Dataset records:
◇ ◇ ◇ ◇

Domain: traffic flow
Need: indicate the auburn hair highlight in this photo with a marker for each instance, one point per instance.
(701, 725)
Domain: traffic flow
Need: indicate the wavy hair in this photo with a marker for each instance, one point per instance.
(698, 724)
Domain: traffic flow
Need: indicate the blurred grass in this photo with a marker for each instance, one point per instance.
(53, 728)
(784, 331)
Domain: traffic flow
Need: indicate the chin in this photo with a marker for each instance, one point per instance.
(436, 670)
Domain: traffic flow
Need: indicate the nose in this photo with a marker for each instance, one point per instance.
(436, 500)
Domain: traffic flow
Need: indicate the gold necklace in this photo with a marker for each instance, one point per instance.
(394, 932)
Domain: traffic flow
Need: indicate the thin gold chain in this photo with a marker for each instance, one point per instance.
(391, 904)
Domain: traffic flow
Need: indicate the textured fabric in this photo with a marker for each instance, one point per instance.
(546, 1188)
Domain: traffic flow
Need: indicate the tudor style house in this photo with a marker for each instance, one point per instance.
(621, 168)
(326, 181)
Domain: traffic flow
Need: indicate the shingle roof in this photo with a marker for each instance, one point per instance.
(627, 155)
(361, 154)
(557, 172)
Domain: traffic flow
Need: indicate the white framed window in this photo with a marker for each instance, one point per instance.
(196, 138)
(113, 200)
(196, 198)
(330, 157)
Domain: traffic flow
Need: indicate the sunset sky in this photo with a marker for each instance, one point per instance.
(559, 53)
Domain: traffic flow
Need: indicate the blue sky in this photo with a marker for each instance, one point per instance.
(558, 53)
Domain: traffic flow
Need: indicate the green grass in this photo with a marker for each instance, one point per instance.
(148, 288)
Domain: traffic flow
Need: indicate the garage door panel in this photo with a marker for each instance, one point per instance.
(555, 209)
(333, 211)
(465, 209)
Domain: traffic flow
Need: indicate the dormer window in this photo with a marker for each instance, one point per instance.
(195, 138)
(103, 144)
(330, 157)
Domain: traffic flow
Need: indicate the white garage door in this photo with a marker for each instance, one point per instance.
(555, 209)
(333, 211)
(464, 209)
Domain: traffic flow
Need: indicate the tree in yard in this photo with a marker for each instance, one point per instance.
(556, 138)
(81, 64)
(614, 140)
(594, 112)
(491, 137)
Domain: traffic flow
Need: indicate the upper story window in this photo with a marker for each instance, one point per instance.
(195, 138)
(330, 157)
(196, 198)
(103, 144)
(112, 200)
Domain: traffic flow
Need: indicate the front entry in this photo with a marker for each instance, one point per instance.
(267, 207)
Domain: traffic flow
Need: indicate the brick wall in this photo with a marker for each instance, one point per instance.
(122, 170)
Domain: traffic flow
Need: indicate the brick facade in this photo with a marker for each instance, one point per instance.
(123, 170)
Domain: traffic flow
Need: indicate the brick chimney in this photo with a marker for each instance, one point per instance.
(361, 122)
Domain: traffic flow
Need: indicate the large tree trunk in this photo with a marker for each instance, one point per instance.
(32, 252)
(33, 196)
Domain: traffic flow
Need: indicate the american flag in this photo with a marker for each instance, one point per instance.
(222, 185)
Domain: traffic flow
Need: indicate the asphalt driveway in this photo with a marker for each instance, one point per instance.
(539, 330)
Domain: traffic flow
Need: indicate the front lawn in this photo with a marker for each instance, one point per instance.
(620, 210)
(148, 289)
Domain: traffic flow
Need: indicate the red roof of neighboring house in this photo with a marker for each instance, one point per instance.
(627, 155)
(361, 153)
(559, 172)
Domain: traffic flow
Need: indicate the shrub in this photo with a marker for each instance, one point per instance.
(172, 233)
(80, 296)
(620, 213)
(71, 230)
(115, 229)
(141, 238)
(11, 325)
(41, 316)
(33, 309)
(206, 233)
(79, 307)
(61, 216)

◇ ◇ ◇ ◇

GIVEN PROBLEM:
Which lines of the data contain the word "hair"? Extract each of them in full, treating case as significant.

RESULT:
Need: indicate the auburn hair highlight in this photo with a marker for each instance, one point per instance.
Need: indicate the wavy hair in this photo with a marker for each instance, one point per instance.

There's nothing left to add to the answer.